The three from last evening arrive. They turn out to be two sisters, Annie from Lyon and Odile from Albertville, with Bernard from Lyon as well. Bernard is 60, the two sisters perhaps a little younger. We buy provisions in the tiny stores for lunch and for dinner, have a draft beer with a touch of peach syrup – this is new for me and I quite like it – and have a picnic lunch on a bench in the square as the town shuts down for its afternoon nap. We share our food and plan to do the same for dinner this evening. The gite we are heading for does not offer dinner.
Based on our experience from this morning,we decide to walk on the road to Chaunac. We are hoping to avoid the mud and the hills. We succeed in one of these. There is no mud, but the road climbs steadily, not steeply but consistently, practically all the way for the next four kilometres all the way to Chaunac. I cannot imagine what the chemin is like. We see the sign for Chaunac (it’s about 600 meters off the road) at the same time as we see the exit from the chemin here. It is muddy.

Contour labeling records
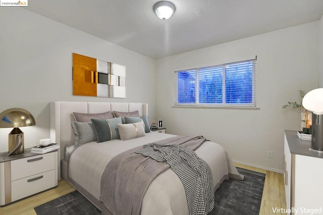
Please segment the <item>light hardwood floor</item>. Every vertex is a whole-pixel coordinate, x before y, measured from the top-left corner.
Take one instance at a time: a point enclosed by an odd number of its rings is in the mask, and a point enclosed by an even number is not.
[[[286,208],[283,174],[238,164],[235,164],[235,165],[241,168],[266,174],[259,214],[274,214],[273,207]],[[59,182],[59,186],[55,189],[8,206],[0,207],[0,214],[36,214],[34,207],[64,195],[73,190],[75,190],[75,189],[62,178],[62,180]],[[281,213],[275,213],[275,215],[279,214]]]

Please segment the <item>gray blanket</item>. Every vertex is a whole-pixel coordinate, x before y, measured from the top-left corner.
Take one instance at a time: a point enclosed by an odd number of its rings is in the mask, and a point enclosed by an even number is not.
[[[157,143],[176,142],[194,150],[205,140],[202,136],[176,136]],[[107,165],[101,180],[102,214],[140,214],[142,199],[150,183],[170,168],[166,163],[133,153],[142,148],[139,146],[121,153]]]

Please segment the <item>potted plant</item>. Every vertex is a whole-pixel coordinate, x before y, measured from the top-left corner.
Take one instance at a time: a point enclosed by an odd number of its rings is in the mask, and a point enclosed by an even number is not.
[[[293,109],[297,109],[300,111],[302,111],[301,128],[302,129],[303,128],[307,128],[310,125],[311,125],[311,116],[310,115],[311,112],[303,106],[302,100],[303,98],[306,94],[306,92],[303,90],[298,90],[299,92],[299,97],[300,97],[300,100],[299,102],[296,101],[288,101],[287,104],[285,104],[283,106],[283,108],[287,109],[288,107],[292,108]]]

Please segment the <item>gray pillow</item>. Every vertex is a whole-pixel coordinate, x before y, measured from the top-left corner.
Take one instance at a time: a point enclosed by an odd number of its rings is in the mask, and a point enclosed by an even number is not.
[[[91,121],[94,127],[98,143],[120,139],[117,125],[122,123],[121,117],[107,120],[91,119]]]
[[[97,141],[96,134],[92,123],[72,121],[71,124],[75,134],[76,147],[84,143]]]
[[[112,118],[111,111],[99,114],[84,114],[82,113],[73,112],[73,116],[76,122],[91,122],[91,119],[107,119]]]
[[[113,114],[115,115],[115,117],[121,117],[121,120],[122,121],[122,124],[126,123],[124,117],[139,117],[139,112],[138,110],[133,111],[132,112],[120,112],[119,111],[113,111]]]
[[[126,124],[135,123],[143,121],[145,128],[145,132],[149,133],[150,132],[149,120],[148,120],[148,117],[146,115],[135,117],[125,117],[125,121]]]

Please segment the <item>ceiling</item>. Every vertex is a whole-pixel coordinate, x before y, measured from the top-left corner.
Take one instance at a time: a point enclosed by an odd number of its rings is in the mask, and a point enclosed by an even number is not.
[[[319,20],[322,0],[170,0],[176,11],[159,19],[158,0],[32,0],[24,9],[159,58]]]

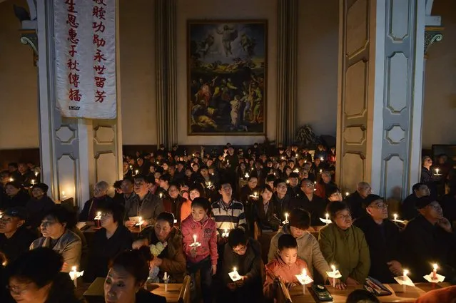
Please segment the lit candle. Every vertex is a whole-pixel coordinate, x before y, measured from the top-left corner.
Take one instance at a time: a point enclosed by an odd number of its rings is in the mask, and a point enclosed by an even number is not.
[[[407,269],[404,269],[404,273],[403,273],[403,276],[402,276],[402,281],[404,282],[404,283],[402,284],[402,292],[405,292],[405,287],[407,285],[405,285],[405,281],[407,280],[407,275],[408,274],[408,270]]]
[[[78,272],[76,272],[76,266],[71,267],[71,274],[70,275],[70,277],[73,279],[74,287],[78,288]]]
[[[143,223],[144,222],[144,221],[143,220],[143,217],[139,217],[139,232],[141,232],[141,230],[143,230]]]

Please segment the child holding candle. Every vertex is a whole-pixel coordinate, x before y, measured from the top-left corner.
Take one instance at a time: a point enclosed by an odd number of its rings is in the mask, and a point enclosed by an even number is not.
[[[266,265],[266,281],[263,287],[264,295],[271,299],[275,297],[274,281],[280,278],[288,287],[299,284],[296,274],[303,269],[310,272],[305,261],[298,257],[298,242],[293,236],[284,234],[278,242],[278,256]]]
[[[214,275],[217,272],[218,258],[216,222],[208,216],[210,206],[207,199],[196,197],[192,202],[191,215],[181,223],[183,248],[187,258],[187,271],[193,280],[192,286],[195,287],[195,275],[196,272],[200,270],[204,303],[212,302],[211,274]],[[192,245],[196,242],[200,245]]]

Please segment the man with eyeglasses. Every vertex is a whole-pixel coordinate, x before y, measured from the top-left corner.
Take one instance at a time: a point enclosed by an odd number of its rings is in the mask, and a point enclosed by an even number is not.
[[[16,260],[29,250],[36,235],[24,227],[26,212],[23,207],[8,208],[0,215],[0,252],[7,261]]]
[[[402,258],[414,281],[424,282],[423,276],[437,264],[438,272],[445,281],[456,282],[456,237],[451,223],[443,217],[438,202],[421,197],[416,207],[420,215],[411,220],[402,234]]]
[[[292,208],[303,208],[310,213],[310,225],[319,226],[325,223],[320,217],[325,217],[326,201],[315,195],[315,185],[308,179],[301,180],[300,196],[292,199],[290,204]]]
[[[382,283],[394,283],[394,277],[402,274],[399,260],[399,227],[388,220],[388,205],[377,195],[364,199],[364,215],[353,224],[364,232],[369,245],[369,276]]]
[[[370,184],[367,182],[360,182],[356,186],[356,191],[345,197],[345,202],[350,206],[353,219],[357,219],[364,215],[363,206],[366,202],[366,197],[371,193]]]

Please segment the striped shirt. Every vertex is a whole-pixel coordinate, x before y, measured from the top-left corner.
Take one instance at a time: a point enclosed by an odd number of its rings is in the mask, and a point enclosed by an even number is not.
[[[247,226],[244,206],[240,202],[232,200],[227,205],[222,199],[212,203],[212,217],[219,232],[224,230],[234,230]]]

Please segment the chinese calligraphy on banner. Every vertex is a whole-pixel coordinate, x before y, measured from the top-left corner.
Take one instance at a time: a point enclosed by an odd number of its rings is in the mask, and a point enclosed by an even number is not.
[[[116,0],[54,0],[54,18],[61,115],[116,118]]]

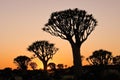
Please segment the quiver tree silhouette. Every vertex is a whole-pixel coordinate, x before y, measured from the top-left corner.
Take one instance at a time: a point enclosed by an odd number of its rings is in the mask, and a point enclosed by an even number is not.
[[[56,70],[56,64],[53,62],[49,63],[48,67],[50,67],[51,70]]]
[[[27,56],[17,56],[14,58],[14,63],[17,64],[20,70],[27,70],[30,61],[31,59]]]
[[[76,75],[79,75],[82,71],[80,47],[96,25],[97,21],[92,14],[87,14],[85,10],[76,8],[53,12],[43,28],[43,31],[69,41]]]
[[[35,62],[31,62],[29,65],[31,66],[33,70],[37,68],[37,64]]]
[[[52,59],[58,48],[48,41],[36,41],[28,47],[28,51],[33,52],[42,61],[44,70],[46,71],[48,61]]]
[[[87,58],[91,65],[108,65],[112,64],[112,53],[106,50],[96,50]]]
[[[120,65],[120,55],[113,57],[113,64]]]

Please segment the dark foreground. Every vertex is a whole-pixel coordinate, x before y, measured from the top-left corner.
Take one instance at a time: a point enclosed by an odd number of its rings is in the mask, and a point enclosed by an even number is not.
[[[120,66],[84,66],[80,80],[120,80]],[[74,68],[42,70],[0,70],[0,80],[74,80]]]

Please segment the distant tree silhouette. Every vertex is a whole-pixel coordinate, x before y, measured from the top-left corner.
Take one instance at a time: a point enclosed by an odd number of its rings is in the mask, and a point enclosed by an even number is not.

==

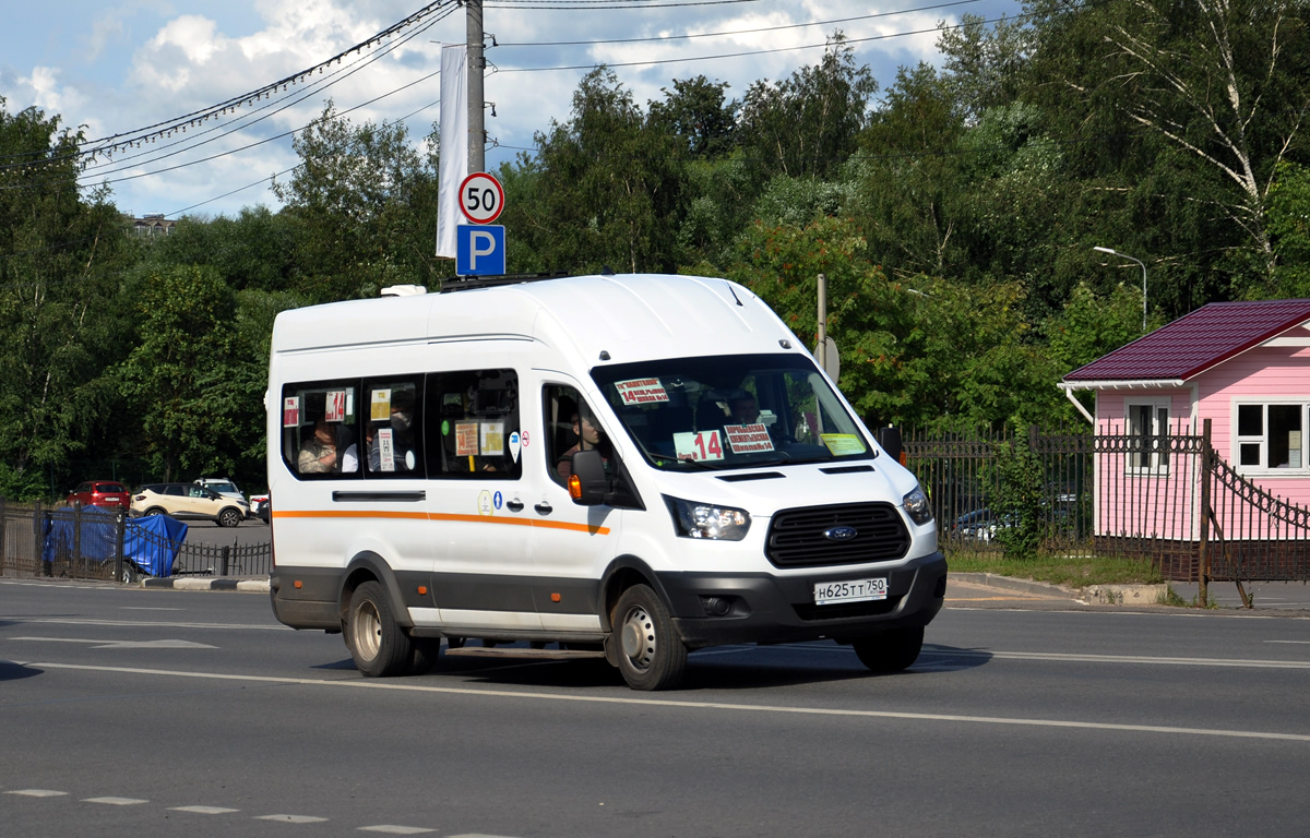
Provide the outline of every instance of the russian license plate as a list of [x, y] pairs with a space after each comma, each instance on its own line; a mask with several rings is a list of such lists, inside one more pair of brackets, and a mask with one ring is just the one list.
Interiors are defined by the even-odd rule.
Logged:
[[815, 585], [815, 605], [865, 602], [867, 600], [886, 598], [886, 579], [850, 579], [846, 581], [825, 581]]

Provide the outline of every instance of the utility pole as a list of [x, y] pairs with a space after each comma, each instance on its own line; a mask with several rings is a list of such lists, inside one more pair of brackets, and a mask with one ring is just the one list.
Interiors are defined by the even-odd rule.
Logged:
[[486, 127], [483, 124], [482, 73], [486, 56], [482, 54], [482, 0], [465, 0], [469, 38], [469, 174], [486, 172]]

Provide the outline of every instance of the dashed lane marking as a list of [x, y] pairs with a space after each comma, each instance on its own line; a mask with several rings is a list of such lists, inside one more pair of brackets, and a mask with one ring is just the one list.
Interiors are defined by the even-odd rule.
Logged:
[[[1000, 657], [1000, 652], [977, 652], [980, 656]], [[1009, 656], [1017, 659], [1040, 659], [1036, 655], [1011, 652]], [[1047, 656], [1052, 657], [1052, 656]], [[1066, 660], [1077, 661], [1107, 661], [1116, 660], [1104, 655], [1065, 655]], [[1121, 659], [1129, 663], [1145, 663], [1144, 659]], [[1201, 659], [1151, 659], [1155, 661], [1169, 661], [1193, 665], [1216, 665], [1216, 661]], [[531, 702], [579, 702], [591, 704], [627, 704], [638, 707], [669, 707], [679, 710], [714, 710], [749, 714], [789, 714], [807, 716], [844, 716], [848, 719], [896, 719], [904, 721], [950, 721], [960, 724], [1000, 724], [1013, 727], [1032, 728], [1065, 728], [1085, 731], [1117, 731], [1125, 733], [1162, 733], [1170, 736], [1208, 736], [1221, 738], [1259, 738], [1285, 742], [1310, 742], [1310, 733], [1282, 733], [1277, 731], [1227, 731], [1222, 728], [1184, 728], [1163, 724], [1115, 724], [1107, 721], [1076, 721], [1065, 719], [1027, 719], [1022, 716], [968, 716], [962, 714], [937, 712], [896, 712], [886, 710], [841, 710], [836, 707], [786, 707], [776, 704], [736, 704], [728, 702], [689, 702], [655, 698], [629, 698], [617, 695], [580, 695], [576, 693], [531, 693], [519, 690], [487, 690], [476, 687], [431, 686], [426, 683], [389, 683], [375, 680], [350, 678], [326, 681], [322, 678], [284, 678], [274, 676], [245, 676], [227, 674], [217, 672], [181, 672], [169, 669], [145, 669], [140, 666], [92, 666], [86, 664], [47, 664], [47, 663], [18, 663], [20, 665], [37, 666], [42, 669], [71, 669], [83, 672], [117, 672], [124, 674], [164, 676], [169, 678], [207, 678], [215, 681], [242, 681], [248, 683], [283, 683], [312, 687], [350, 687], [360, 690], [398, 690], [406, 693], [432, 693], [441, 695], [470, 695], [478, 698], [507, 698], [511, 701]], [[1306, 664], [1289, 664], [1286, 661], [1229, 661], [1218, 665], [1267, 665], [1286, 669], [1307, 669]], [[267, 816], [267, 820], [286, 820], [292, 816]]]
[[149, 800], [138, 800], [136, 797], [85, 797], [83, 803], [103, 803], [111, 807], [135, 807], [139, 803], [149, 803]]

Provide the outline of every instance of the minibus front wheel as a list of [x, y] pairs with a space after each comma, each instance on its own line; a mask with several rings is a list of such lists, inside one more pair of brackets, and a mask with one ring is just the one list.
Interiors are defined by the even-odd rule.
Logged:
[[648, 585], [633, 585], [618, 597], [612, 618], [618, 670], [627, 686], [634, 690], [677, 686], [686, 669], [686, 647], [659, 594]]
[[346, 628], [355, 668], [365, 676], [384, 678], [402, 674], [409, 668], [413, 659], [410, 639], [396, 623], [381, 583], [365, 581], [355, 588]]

* **EXERCISE INSTRUCTIONS**
1. Repeat the passage from the journal of the walk to Chaunac word for word, from "Based on our" to "It is muddy.".
2. Turn only the lines of the records from the line with "Please segment the striped" to the line with "[[[116,0],[54,0],[54,18],[61,115],[116,118]]]", both included, into a JSON list of strings with one string per line and blank lines left out.

* **COMPLETED EXERCISE**
1.
Based on our experience from this morning,we decide to walk on the road to Chaunac. We are hoping to avoid the mud and the hills. We succeed in one of these. There is no mud, but the road climbs steadily, not steeply but consistently, practically all the way for the next four kilometres all the way to Chaunac. I cannot imagine what the chemin is like. We see the sign for Chaunac (it’s about 600 meters off the road) at the same time as we see the exit from the chemin here. It is muddy.

2.
[
  "Please segment the striped shirt. Every vertex is a whole-pixel coordinate, x before y, measured from the top-left corner.",
  "Take one instance at a time: a point enclosed by an odd number of its rings is in the mask, and a point enclosed by an even number is not.",
  "[[[247,226],[244,206],[240,202],[232,200],[227,205],[222,199],[212,203],[212,217],[219,232],[224,230],[234,230]]]",
  "Please segment the chinese calligraphy on banner. Every vertex is a whole-pixel coordinate, x before y, measured from the top-left corner.",
  "Take one instance at a time: a point enclosed by an odd number of its rings is in the mask, and a point enclosed by an even number is not.",
  "[[[116,0],[54,0],[54,18],[61,115],[116,118]]]"
]